Energy Cost Reduction with Optimized Resource Usage

A major university issued a Request for Proposal (RFP) in 2003 to help the Facilities staff manage their energy costs.

Sterling Energy submitted a proposal and won the contract to develop a tool in the form of a Microsoft Excel spreadsheet to give the staff the hands-on ability to manage energy costs.

The campus energy requirements consist of electricity, heating, and chilling needs. Electricity is provided by two on-site cogeneration units and two Power Purchase agreements (PPAs) with the local utility. Natural gas is provided under two separate contracts with the regional gas utility. The natural gas is used in the cogenerators as well as in stand-alone boilers. Lastly, chilling needs are fulfilled by three banks of electric chillers located on campus.

In order to reduce energy costs, the university staff needed a flexible tool to determine the optimum resource mix to serve any given campus load (a combination of electricity, heating, and chilling).

Sterling Energy thus created a tool that would provide the optimum mix of cogeneration vs. PPA electricity, boiler heating vs. GT steam, and multi-bank chiller operations. The model output consists of equipment operating levels and power and gas purchase amounts to minimize the hourly variable energy cost.

The inputs for this energy “dispatch” model are the following:

• Technical data: This data includes the relevant performance specifications of the cogeneration units, boilers, and chillers
• Contract data: PPA electricity pricing as well as natural gas tariffs are the primary inputs. However, all other variable operating costs are included here.

Directive: Please retype everything in the energy cost reduction text from "In order to" down to "heating, and chilling).". The records that follow are not needed.

Excerpted data:
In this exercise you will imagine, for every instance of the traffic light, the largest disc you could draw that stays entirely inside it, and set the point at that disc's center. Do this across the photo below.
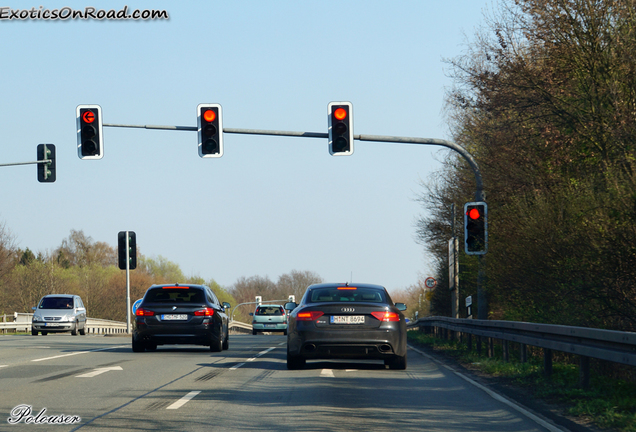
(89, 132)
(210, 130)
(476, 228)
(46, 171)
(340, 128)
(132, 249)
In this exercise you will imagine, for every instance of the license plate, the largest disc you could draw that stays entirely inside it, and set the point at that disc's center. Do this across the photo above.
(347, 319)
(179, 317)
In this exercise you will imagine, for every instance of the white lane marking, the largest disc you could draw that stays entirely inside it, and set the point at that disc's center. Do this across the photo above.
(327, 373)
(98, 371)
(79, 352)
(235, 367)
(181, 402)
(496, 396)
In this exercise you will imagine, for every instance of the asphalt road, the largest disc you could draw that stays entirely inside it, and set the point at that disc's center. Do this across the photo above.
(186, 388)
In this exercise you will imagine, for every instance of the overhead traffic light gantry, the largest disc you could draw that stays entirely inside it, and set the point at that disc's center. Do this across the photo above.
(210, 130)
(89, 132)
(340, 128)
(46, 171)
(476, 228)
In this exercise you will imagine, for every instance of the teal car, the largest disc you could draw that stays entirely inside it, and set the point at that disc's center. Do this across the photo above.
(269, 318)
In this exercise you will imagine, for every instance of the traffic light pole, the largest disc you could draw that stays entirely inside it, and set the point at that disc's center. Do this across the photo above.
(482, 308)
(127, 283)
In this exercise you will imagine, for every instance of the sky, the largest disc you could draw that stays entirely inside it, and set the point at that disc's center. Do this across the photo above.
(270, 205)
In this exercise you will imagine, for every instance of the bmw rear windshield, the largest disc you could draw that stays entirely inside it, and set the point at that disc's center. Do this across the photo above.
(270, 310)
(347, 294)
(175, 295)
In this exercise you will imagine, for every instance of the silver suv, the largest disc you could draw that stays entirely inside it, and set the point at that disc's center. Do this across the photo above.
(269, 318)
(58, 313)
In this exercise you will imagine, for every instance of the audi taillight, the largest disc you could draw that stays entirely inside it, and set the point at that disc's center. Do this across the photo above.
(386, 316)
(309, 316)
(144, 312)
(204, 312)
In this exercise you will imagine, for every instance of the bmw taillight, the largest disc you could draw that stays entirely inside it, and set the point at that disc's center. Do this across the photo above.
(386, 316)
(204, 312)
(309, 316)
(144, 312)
==
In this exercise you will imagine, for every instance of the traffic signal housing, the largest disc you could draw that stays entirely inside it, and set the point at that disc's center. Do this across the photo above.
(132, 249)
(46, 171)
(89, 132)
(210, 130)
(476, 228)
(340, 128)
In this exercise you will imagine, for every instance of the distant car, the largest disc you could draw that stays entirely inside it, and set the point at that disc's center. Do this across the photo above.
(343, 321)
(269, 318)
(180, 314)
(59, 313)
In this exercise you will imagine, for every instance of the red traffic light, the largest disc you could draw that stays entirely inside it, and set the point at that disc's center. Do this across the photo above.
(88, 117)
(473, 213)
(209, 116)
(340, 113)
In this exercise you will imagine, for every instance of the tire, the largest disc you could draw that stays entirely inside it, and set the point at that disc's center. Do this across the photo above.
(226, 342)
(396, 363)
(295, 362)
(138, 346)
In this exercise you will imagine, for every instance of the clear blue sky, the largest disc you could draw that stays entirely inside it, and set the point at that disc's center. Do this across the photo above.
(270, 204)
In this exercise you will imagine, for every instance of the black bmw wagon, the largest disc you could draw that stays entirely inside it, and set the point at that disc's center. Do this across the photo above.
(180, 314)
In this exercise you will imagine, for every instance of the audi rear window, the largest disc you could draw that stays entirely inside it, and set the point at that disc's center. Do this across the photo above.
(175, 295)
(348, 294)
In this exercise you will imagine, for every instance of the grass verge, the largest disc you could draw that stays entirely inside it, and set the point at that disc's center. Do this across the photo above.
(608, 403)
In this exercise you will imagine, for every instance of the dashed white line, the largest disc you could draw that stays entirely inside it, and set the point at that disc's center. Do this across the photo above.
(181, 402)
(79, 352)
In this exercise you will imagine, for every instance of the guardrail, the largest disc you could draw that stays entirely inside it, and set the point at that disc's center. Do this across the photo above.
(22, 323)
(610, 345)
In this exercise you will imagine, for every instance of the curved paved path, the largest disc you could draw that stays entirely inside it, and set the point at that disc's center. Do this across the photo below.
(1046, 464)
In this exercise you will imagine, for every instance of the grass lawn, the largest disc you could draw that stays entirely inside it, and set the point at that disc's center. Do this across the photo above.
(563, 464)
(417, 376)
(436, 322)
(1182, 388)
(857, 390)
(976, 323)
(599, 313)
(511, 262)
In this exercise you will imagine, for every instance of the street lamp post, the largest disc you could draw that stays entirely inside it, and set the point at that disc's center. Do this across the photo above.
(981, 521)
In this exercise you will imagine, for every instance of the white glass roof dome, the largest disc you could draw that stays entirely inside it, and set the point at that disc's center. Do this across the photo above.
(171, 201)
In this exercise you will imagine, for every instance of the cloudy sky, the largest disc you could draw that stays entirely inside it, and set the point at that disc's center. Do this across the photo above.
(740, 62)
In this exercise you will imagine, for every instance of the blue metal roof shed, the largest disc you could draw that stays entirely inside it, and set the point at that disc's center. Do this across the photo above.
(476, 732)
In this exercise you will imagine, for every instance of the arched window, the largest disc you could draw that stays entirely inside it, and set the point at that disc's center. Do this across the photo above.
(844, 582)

Solution for this exercise:
In order to reduce energy costs, the university staff needed a flexible tool to determine the optimum resource mix to serve any given campus load (a combination of electricity, heating, and chilling).